Text segment

************

Lunch and Learn (lunch is provided) followed by networking.
Understanding how hydraulic fractures propagate, where the proppant ends up, and how they connect with the reservoir is fundamental to designing effective development strategies. While rock properties vary across basins, the physics of fracture mechanics is consistent, allowing learnings from one region to extend to others.
In the last five years, the quality and quantity of subsurface diagnostics has driven a rapid increase in the industry’s understanding of hydraulic fracture geometry and proppant placement. Subsurface insights can largely be summarized into three themes: fractures are large planar features; near-wellbore effects may overprint far-field fracture geometries; and fractures predominantly produce from unaltered rock permeability.
Armed with deeper understanding of hydraulic fracturing processes, completions teams are empowered to deviate from “manufacturing mode” development and instead employ prescriptive designs for specific geologic, geomechanical, and depletion environments.

************

Available data
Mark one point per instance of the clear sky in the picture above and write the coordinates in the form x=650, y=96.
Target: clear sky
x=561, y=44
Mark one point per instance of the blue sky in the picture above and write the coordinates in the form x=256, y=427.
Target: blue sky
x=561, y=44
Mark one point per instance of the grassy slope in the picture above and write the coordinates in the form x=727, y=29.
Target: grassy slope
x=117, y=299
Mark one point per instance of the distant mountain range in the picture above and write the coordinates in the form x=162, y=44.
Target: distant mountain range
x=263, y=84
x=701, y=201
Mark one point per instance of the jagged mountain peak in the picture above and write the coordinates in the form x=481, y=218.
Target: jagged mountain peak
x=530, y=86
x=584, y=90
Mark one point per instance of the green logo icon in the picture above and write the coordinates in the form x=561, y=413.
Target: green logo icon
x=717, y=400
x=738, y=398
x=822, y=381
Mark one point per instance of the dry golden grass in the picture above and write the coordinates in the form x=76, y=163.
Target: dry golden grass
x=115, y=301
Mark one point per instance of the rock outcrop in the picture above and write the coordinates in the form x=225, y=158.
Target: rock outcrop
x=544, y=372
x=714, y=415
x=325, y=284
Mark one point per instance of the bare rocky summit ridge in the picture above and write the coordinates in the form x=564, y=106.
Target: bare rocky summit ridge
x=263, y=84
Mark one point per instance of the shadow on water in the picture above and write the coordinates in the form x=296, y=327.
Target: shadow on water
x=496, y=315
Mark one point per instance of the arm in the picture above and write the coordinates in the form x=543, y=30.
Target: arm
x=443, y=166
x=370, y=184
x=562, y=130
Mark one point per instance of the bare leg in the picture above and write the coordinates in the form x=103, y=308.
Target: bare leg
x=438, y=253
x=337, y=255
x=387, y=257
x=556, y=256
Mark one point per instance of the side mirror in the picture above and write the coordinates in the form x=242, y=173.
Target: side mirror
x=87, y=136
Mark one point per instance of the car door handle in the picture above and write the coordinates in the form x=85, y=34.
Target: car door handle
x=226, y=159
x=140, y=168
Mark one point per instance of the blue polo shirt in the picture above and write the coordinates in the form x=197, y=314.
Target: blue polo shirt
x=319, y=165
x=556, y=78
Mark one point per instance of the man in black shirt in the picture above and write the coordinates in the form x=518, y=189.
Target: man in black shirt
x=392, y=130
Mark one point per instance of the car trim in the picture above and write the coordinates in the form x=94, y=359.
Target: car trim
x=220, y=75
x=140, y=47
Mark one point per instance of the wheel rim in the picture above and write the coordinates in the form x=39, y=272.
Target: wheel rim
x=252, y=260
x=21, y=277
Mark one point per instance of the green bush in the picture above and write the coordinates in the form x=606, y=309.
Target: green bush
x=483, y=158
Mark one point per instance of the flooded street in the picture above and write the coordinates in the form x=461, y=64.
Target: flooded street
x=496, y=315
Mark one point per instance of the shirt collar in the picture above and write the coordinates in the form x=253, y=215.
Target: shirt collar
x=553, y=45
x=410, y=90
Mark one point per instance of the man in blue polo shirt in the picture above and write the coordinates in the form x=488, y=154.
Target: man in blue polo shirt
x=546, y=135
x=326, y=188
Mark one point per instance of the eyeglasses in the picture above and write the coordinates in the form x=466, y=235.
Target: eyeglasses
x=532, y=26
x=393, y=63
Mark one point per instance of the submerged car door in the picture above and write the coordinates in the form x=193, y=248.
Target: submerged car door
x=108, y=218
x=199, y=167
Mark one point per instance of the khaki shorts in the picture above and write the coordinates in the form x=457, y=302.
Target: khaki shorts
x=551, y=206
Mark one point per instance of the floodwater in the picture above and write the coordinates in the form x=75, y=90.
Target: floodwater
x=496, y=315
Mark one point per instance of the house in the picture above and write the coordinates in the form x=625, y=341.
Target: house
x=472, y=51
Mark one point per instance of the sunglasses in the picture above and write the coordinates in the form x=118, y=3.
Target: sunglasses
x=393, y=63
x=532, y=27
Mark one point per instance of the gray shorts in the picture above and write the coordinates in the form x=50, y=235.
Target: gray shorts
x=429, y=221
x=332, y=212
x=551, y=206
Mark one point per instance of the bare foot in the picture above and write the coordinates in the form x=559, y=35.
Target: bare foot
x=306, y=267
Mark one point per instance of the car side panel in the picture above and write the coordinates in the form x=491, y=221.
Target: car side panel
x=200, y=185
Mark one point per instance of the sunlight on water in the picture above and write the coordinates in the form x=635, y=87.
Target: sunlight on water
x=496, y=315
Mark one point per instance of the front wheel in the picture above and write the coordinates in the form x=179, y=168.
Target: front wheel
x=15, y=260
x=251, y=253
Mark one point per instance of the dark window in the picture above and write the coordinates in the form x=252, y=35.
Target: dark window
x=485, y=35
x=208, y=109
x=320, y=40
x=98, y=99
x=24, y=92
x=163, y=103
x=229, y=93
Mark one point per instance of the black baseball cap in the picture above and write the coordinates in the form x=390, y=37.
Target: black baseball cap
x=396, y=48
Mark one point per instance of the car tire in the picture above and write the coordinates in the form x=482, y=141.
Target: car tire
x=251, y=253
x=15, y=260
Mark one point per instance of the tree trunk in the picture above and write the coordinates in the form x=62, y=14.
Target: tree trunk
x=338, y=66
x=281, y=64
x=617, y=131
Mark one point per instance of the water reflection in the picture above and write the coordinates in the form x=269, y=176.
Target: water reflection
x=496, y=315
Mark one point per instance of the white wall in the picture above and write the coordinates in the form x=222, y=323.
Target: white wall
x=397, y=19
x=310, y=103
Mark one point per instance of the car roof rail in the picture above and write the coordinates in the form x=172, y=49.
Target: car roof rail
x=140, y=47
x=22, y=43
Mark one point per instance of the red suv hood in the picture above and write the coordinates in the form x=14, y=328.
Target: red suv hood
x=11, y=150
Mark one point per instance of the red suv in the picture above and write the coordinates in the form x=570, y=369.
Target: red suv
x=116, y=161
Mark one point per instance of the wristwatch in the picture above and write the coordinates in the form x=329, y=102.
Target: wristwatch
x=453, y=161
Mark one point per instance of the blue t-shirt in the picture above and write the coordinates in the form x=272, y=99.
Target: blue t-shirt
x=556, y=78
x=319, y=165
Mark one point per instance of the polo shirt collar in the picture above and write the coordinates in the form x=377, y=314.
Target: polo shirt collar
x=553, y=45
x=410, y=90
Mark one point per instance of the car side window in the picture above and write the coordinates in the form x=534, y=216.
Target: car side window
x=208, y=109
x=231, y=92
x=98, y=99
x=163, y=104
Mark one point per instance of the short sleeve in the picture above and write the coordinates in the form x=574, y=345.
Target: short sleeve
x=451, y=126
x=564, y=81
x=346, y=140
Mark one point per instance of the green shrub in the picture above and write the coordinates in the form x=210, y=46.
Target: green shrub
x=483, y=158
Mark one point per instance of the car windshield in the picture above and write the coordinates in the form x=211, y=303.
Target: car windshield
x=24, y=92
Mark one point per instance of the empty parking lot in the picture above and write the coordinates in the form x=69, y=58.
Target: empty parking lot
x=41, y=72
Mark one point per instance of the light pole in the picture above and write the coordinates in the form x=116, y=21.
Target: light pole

************

What is required
According to the hydraulic fracturing text, what has driven the fast growth in the industry's understanding of fracture geometry and proppant placement over the last five years? The rows come from a different source than the hydraulic fracturing text.

Answer area
The quality and quantity of subsurface diagnostics.